# TASK TO COMPLETE
Transcribe the records below in full; pictures stay out of the copy.

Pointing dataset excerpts

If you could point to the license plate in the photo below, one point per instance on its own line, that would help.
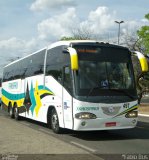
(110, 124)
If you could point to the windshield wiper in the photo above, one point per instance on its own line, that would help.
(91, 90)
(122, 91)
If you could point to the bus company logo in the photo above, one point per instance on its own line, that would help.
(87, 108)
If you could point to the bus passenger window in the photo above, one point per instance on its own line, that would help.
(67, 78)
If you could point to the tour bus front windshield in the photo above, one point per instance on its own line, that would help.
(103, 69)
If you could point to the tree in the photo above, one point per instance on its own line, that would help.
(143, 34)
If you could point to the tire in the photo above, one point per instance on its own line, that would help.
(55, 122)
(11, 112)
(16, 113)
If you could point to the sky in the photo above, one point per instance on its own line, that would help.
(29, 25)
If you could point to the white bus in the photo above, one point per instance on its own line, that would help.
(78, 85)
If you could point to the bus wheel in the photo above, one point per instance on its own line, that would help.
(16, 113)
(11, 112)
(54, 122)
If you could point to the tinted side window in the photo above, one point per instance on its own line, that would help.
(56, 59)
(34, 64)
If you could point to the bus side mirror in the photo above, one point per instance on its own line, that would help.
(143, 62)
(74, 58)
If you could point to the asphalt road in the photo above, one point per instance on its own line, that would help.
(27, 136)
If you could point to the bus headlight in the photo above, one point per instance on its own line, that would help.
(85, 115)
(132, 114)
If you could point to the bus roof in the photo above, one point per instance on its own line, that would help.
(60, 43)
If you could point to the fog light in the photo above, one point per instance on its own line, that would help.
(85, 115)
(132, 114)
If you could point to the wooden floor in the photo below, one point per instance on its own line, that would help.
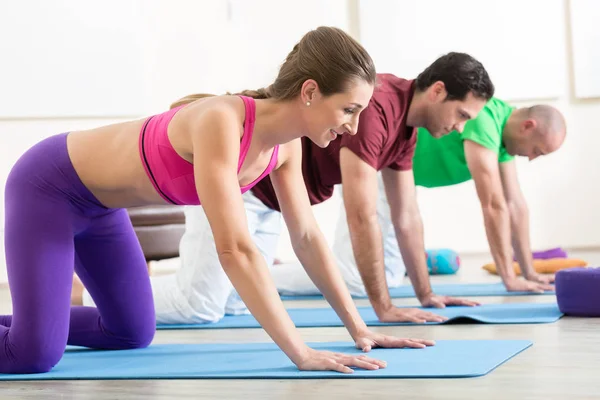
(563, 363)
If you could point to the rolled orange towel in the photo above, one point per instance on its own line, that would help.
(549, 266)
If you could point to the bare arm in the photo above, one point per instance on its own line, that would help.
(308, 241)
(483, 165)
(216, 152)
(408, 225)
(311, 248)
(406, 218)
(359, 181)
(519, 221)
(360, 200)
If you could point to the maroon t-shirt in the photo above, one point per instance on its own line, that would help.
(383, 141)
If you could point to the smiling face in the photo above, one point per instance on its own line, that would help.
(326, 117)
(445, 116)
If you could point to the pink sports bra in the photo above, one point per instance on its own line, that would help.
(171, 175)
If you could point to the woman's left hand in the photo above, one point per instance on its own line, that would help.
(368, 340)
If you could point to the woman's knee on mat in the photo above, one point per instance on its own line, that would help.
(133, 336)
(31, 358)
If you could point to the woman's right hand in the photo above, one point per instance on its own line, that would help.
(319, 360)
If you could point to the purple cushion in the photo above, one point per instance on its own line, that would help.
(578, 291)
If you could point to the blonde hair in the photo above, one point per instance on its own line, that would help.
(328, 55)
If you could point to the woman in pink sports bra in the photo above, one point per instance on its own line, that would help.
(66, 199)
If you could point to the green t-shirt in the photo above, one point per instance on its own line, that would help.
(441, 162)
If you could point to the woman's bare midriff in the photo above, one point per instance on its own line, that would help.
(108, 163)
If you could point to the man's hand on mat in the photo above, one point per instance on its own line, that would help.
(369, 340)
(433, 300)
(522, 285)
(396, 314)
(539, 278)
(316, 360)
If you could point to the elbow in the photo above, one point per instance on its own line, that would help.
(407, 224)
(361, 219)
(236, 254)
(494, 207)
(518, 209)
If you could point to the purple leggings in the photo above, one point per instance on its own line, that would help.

# OUTPUT FOR THIS TASK
If you could point to the license plate in the photo below, one point per instance on its own line, that would help.
(110, 124)
If you could point to the windshield wiper in the photo above, one point per instance on its own line, that would help.
(91, 90)
(122, 91)
If you could point to the bus company logo in the photo above, one point per instance on its own line, that would help.
(87, 108)
If you could point to the bus passenger window in the photo above, one point per instance on its own line, that would help.
(67, 78)
If you could point to the tour bus front windshield in the photo above, one point per instance on its own line, that would help.
(103, 69)
If you could point to the tree in the photo above, one point per instance on its own line, that would help.
(143, 34)
If you could point to the tire in the photo above, one point per instance on its own line, that would help.
(55, 122)
(11, 112)
(16, 113)
If you could point to the sky in the photo above, one point per instance on its own line, that would help.
(29, 25)
If you could point to the white bus in the photo above, one point per instance on its own line, that would help.
(78, 85)
If you could point to the bus wheel in the photo above, one point per instance on its own line, that would help.
(16, 113)
(11, 112)
(54, 122)
If you could point to the tinted side window in the photo above, one point per instance on its own line, that would help.
(56, 59)
(34, 64)
If you could point to the bus side mirror in the photo above, one point per instance on its own line, that would help.
(143, 62)
(74, 58)
If you could point to the asphalt road in the photo above, one point per instance on its own line, that would help.
(27, 136)
If you could point to the bus headlight in the photo above, one point per instance on its own line, that would help.
(85, 115)
(132, 114)
If you could point to the bus roof in the photo above, one point per instance on its own line, that would help.
(60, 43)
If you could point to the fog light in the photo above, one point per instance on its own line, that would help.
(85, 115)
(132, 114)
If you could point to the wooden floor in the photo below, one point per instance on its own line, that would help.
(563, 363)
If you could point to the rolled orange towel in the photo above, one point per instance on its own line, that would help.
(549, 266)
If you could point to the bare arm in the photo above, one point per instance on its own line, that would help.
(308, 241)
(483, 165)
(216, 152)
(408, 225)
(311, 248)
(406, 218)
(359, 181)
(519, 221)
(360, 200)
If you could point to the maroon t-shirt in the photo above, one point per instance on its own line, that would help.
(383, 141)
If you could point to the smiling face in the photo above, one point per instance on its own line, that would help.
(326, 117)
(445, 116)
If you could point to the pink sports bra in the photo above, one point per instance on its own line, that would help.
(171, 175)
If you could point to the woman's left hand in the photo above, one point per instance on its own line, that would help.
(368, 340)
If you could point to the woman's knee on mat in the photo above, one point per instance on its own line, that would help.
(133, 336)
(31, 358)
If you could point to the woman's right hand in the photo above, one point per instance on its own line, that would help.
(319, 360)
If you could point to the purple cushion in the photo above, one point per instance on its own line, that would help.
(578, 291)
If you could point to the blonde hair in the photo above, one point per instance on its own line, that would help.
(328, 55)
If you could point to the woman in pink sports bra in the photo above, one point per instance on its own line, that would help.
(66, 199)
If you could point to the green t-shirt in the photo above, one point per instance on its own line, that would help.
(441, 162)
If you could point to the woman's bare midriff in the photo above, one point per instance on its own line, that would help.
(108, 163)
If you could point to the man's hand on mat in the photo above, one point per instance on its own line, that would help.
(369, 340)
(433, 300)
(522, 285)
(396, 314)
(539, 278)
(316, 360)
If you could point to the elbow in the photo above, one point per instance on its own line, that would help.
(407, 224)
(361, 219)
(236, 254)
(494, 207)
(518, 209)
If you could point to the purple leggings in the photo above, one point per instance on its own line, that would help.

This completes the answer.